Reproduisez à l'identique le passage du chapitre de conclusion ci-dessous, depuis « Premier tableau. » jusqu'à « qui les entendit. » inclus.

EXTRAIT DU DOCUMENT>
═══
LE
MONDE ET L'HUMANITÉ
DE LA CRÉATION
AU DÉLUGE
CHAPITRE XII
CONCLUSION : OMBRES ET LUMIÈRES
« Le péché se rase
à la porte. »
(Gen. 4:7.) « Je me tiens
à la porte. »
(Apoc. 3: 20.)
Au cours des onze études qui
précèdent, nous avons vu
l'antagonisme grandissant des deux puissances qui
se disputent la possession de l'homme. En
matière de résumé et de
conclusion, nous voudrions tracer deux tableaux par
lesquels nous terminerons cette série. Ils
ont pour motto, le premier la parole par laquelle
Dieu avertit et met en garde Caïn, l'autre,
celle par laquelle Jésus définit son
attitude à l'égard des siens, dans
les visions de l'Apocalypse. Le premier est
lugubre, traversé d'ombres sinistres et
mystérieuses propres à donner le
frison ; le second est lumineux, tout
rayonnant de clartés infiniment douces,
répandant le calme, la
sérénité, la paix et la joie.
Premier tableau.
À diverses reprises nous avons
dit que certains critiques taxent de puérils
les premiers récits bibliques. Telle leur
paraît aussi la parole divine :
« ... le péché se tient
à la porte ; son désir tend vers
toi. »
Et pourtant, il est peu de
déclarations dont les termes fussent aussi
appropriés aux circonstances et faciles
à comprendre par celui qui les entendit.
C'est une parole frappante de netteté et de
sens pratique. Non pour nous, il est vrai, qui la
lisons en un langage traduit. Mais, si l'on
étudie le texte original, quel trait de
lumière en jaillit !
═══
Données enregistrées:
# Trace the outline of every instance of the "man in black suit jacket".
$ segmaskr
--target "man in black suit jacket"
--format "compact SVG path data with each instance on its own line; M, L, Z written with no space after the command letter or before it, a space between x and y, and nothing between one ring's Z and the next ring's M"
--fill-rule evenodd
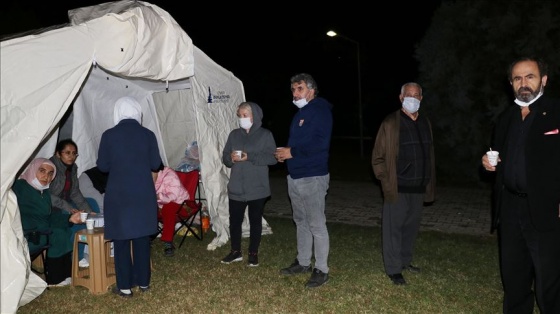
═══
SOLUTION PROPOSÉE>
Premier tableau.
À diverses reprises nous avons
dit que certains critiques taxent de puérils
les premiers récits bibliques. Telle leur
paraît aussi la parole divine :
« ... le péché se tient
à la porte ; son désir tend vers
toi. »
Et pourtant, il est peu de
déclarations dont les termes fussent aussi
appropriés aux circonstances et faciles
à comprendre par celui qui les entendit.